▶ [実行する指示]: 体幹とインナーマッスルの違いを説明した文章を、示されている最後の文の後から書き進めてください。

「体幹」と「インナーマッスル」の鍛え方の違い
最近、スポーツ界で注目されているのが「体幹」です。この体幹と「インナーマッスル」は何が違うのでしょう? また、実際の鍛え方にはどのような違いがあるのでしょう? じつは、体幹を鍛えることにインナーマッスルも含まれていて、インナーマッスルを鍛えることに体幹も含まれていたのでした。
目次
体幹とインナーマッスルを鍛える意味
「体幹」とは頭・腕・脚以外の胴体すべての筋肉を意味します。この体幹を鍛えると、まず運動中の体勢が安定。その安定がより強いパワーを発揮させます。また、脚の力を腕に伝えるなど力の伝達機能も体幹の役目です。このため、スポーツ時のパフォーマンス向上につながります。
一方の「インナーマッスル」は、体の表面に見える「表層筋」と呼ばれるアウターマッスルに対しての深層筋のこと。英語でいうと「deep muscle(ディープマッスル)」といいます。おもに姿勢を細かく調節したり、関節の位置を正常に保ったりする働きがあります。

▶ [提供情報]:
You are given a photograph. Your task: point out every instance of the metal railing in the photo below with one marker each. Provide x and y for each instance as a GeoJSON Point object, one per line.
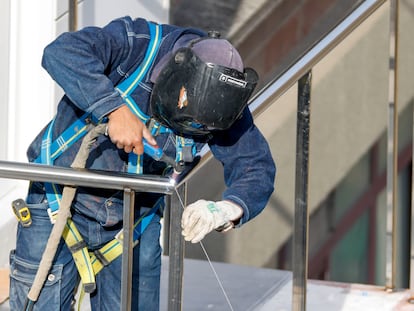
{"type": "Point", "coordinates": [300, 73]}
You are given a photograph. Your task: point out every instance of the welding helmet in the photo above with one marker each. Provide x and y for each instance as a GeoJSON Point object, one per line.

▶ [課題の解答]:
つまり、両者はイコールの存在ではないということ。体幹は場所の概念で、インナーマッスルは深さの概念です。体幹を鍛えることにインナーマッスルも含まれますし、インナーマッスルを鍛えるという意味には体幹も含まれます。
インナーマッスルの鍛え方とは?
すなわち、体幹の鍛え方は、胴体のインナーマッスルとアウターマッスルの両方を鍛えることになります。逆にインナーマッスルの鍛え方は、胴体だけに限っていません。ダイエットでは腹筋や股関節のインナーマッスルが注目されますが、肩や腕にもじつは存在しているのです。
わかりやすく説明するなら、体幹トレーニングはアスリート向け。スポーツのパフォーマンス向上を目指す鍛え方。一方のインナーマッスルトレーニングは一般人や高齢者向け。ダイエットや体の機能性の維持を目的とする鍛え方が多いといえるでしょう。
なお、アスリートでなくとも一般人にとっても、体幹を鍛えることは大切です。姿勢がよくなるだけでなく、ウエストが細くなる効果が期待できます。さらに体幹には太い筋肉が集まっているので、基礎代謝が上がってダイエット体質になる鍛え方ともいえるのです。
インナーマッスルと体幹の鍛え方の差
実際、インナーマッスルと体幹とでは鍛え方にも差があります。インナーマッスルは、ふだん意識して使う機会が少ない筋肉です。このため、負荷の少ない動きや体勢をゆっくり繰り返し行うトレーニングが多くなります。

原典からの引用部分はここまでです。